A few days ago a book came for me that I'd ordered through the university's interlibrary loans system. Field Preparation of Marine Specimens, by GJ Meuller, published in 1972, is a very useful little book that was published by the university of Alaska press and distributed to a very limited number of libraries - my copy came from the University of Idaho; I found other copies at the Smithsonian Institution and the various branch campuses of the university of Alaska. Nobody in Canada carries it that I could find.
This is an interesting book for at least two reasons. First, from a practical standpoint, it contains a high density of useful advice for collecting, identifying and preserving marine invertebrates - it's essentially a handbook for practical marine biology. Second, it's a fascinating look at laboratory and field practices in biology from 35 years ago.
Most of the recommended fixative and preservative solutions, generally named after their inventors (Gray's mixture, Bouin's fluid, etc.), were invented some time between 1930 and 1960, with lots of work apparently happening in the 1950s. Did the people of that era, extending up to 1972, have no concept of laboratory chemical safety? All of the solutions, for which recipes are helpfully provided, contain at least one horribly toxic or reactive ingredient. Many contain Mercuric chloride, one of the nastiest chemicals one can buy! That shit passes right through gloves made of latex or lots of other materials, absorbs through skin, and then fucking kills you! Boo-ya! You're dead! Madness! There's a note that Mercuric chloride is "extremely poisonous" in one description for one solution (Gilson's fluid), but that's it. The explosive properties of Picric acid are not discussed at all, and no mention is made of the toxic effects of chronic exposure to formalin. Several of the mixtures contain controlled substances such as Chloral hydrate or the insecticide Sevin, without any mention of how to obtain such materials - were these chemicals only controlled very recently?
All of the information not directly related to poisoning oneself in this book is great, though. I'm happy I found it, but I'm still stuck trying to find a method for working with invertebrates that involves neither my own death nor destruction of cell nuclei. Oh well. A recipe for a graded Ethanol series is included, which may be useful as I've seen some mention of a gradual increase in Ethanol not dehydrating tissues. Experiments ahoy!
.....
Exercises —
(a) Decide whether each statement agrees with the post about Field Preparation of Marine Specimens. Answer yes or no for each and quote the words from the post that settle it. (i) The author's copy of the book came from the Smithsonian Institution. (ii) The book does not discuss the explosive properties of Picric acid. (iii) The book includes a recipe for a graded Ethanol series.
(b) Answer these questions from the post about Field Preparation of Marine Specimens:
(i) In what year was the book published?
(ii) In the description of which solution does the book note that Mercuric chloride is "extremely poisonous"?
(iii) Between which years were most of the recommended fixative and preservative solutions invented?
.....
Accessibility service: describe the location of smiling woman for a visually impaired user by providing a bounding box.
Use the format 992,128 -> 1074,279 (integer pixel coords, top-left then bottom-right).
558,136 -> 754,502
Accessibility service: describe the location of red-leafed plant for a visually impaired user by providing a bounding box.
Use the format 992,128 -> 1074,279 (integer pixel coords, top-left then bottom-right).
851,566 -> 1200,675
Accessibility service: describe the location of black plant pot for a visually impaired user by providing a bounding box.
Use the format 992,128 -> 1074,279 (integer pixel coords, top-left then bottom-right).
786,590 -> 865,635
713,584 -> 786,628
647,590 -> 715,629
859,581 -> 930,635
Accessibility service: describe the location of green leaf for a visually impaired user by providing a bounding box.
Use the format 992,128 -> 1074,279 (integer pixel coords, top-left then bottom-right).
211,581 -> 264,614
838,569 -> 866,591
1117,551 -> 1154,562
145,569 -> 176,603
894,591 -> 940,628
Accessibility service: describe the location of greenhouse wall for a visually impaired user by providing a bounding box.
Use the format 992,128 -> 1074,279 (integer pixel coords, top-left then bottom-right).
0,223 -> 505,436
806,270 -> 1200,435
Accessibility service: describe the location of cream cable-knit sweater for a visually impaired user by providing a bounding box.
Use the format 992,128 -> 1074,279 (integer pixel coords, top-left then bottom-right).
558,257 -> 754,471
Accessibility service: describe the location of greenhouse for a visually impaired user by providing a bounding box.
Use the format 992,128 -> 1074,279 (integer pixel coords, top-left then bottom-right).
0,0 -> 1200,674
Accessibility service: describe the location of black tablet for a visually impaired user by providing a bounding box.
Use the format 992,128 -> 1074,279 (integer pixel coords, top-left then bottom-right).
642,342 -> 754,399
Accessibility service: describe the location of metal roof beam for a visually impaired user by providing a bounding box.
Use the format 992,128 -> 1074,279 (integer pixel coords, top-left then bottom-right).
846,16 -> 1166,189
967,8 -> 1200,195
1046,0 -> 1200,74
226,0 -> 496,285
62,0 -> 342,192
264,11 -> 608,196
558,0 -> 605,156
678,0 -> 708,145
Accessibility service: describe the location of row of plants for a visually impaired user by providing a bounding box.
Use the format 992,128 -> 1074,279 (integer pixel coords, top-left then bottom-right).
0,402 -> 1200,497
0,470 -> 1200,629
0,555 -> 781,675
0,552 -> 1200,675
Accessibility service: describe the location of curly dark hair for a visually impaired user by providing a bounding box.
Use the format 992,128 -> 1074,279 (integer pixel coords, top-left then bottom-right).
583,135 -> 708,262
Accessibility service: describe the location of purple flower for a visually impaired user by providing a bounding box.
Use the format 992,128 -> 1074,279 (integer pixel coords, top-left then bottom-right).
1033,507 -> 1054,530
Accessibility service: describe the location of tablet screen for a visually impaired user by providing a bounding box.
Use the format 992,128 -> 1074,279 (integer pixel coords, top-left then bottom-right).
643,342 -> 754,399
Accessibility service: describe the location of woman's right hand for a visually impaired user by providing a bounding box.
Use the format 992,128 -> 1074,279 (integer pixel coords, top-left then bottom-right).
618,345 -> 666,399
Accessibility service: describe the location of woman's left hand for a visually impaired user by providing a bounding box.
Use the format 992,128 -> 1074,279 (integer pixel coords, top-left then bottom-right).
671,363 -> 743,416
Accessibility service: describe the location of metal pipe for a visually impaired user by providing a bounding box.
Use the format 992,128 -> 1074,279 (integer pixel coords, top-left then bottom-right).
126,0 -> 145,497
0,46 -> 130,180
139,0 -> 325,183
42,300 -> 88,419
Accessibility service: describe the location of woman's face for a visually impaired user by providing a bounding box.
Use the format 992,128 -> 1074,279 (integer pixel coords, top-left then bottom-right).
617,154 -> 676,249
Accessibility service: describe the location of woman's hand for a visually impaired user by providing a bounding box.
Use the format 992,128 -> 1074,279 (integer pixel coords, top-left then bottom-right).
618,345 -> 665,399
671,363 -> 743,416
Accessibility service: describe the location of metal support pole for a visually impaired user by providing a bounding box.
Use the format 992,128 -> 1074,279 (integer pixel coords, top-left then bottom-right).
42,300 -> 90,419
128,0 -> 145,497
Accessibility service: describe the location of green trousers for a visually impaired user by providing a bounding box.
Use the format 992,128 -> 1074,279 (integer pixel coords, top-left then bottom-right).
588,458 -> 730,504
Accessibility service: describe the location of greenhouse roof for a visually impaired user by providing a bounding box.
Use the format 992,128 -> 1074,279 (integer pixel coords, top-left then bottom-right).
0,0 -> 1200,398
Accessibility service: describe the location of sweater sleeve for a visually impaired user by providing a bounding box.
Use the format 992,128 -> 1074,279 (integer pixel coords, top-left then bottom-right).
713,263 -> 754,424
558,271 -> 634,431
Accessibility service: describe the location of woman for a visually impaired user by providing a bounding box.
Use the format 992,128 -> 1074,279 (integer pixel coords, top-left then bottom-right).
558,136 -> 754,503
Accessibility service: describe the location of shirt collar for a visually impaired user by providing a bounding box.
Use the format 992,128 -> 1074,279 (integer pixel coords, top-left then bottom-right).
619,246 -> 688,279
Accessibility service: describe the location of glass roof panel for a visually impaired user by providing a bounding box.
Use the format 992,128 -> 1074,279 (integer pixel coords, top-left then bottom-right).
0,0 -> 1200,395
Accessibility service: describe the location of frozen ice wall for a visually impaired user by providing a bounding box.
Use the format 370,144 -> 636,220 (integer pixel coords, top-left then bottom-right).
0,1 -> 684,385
.....
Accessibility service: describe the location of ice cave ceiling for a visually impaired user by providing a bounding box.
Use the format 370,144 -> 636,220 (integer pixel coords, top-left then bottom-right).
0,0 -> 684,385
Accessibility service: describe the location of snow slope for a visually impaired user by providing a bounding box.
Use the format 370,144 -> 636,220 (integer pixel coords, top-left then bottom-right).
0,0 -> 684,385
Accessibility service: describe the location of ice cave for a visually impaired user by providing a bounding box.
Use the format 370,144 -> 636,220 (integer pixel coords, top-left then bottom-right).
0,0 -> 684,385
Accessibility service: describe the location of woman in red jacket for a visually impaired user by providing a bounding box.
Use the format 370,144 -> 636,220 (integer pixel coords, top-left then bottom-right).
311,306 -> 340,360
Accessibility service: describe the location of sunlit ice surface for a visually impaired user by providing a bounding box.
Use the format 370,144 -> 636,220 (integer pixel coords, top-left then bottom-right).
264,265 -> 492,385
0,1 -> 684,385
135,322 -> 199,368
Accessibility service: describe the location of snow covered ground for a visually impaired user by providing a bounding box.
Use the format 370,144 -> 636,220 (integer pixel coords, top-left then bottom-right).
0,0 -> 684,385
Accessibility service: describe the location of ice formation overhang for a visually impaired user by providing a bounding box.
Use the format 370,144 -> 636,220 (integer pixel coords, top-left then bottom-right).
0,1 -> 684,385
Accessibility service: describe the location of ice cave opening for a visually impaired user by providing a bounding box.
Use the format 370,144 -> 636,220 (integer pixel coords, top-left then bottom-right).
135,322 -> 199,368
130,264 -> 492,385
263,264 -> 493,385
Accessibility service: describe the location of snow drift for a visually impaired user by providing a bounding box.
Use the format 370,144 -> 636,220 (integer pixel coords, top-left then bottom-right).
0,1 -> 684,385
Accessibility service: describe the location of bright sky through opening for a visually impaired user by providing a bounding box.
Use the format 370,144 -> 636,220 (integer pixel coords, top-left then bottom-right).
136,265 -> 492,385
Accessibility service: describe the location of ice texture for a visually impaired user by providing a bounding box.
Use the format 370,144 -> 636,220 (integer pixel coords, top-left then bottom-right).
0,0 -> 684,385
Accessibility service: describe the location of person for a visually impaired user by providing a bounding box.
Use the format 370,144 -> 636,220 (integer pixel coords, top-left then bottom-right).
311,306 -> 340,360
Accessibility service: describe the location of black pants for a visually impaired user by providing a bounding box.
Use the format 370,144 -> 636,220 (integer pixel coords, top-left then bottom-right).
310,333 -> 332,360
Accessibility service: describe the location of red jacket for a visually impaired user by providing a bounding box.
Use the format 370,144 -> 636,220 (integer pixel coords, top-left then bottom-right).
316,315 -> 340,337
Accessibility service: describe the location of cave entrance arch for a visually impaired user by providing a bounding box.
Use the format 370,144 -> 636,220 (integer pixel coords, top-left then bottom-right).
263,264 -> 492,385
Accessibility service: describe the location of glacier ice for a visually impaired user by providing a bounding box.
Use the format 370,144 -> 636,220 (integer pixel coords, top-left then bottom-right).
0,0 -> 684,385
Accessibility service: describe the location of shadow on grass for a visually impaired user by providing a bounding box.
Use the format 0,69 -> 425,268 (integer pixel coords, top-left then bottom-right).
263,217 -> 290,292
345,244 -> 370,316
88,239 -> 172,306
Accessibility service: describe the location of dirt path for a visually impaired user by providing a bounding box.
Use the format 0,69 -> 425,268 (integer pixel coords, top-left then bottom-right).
.....
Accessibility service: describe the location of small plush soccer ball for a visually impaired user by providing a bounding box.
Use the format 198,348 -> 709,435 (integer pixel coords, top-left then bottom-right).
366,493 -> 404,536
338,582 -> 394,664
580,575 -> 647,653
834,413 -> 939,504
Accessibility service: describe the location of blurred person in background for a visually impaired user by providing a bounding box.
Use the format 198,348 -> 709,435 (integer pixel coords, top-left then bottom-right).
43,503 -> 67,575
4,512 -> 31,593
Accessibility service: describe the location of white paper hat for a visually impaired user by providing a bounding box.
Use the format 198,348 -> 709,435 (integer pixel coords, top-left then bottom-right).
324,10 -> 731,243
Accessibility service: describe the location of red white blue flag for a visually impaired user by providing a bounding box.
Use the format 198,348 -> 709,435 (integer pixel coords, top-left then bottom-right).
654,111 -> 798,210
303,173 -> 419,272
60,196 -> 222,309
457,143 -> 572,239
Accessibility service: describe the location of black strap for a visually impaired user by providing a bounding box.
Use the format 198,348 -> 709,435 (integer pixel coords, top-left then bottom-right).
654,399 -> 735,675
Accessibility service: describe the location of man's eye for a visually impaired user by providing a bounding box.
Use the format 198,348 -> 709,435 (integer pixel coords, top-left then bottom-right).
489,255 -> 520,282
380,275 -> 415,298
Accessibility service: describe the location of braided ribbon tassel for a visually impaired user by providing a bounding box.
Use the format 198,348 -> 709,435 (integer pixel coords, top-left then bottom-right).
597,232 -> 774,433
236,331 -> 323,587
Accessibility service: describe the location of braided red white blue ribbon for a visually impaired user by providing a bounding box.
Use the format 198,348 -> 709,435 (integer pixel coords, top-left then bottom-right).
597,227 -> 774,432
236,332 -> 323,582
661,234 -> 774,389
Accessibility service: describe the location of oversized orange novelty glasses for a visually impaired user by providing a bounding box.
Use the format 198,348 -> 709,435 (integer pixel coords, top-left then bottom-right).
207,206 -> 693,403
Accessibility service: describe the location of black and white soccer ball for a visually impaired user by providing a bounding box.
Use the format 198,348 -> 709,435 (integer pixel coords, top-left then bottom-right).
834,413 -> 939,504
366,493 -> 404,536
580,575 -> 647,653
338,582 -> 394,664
.....
Solutions to the problems —
(a)
(i) No: "my copy came from the University of Idaho"
(ii) Yes: "The explosive properties of Picric acid are not discussed at all"
(iii) Yes: "A recipe for a graded Ethanol series is included"

(b)
(i) 1972
(ii) Gilson's fluid
(iii) Between 1930 and 1960